======== PAGE TEXT

The 2011 Farmers Classic, presented by Mercedes-Benz, was a tennis tournament played on outdoor hard courts in Los Angeles. It was the 85th edition of the Los Angeles Open, and was part of the Olympus US Open Series of the 2011 ATP World Tour. It took place at the Los Angeles Tennis Center on the campus of UCLA, from July 25 through July 31, 2011, with total player compensation in excess of $1 million. The events were televised by ESPN2 and the Tennis Channel. Following the tournament, a Coldplay concert was held on August 3 and broadcast a portion on ABC's Jimmy Kimmel Live!.

Juan Martín del Potro, who won the 2008 Countrywide Classic and 2009 US Open was one of the first players signed on to play in the tournament. The Argentinean reached a career high of No. 4 in 2010.

Unseeded Ernests Gulbis won the singles title and the accompanying first-prize money of $113,000.

ATP entrants

Seeds

*Seedings based on the July 18, 2011 rankings.

================
======== SUPPLIED MATERIAL

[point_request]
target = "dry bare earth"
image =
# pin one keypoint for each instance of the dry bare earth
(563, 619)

================
======== SUPPLIED MATERIAL

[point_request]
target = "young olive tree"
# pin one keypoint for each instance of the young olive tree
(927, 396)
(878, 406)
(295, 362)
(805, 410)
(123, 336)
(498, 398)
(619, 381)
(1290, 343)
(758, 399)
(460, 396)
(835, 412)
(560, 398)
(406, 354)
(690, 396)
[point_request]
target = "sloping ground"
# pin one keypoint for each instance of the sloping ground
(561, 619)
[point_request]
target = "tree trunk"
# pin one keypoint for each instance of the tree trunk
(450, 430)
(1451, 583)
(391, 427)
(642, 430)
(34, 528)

================
======== SUPPLIED MATERIAL

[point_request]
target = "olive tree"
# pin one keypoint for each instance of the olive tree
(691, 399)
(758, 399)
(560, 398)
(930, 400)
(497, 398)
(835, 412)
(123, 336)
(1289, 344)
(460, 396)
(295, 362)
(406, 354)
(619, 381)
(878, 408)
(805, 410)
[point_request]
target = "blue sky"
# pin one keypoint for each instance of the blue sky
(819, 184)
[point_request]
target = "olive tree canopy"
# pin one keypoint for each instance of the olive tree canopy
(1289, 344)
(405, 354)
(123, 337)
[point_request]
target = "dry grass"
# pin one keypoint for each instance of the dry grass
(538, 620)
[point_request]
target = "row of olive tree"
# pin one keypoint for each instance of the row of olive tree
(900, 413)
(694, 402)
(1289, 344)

================

**WHAT YOU SHOULD DO:**
Please answer these questions from the 2011 Farmers Classic text above, one answer a line:
1. On what dates was the tournament held?
2. Who won the singles title, and how much was the first-prize money?
3. What career-high ranking did Juan Martín del Potro reach, and in what year?

**RESPONSE TO THE EXERCISE:**
1. July 25 through July 31, 2011
2. Ernests Gulbis; $113,000
3. No. 4, in 2010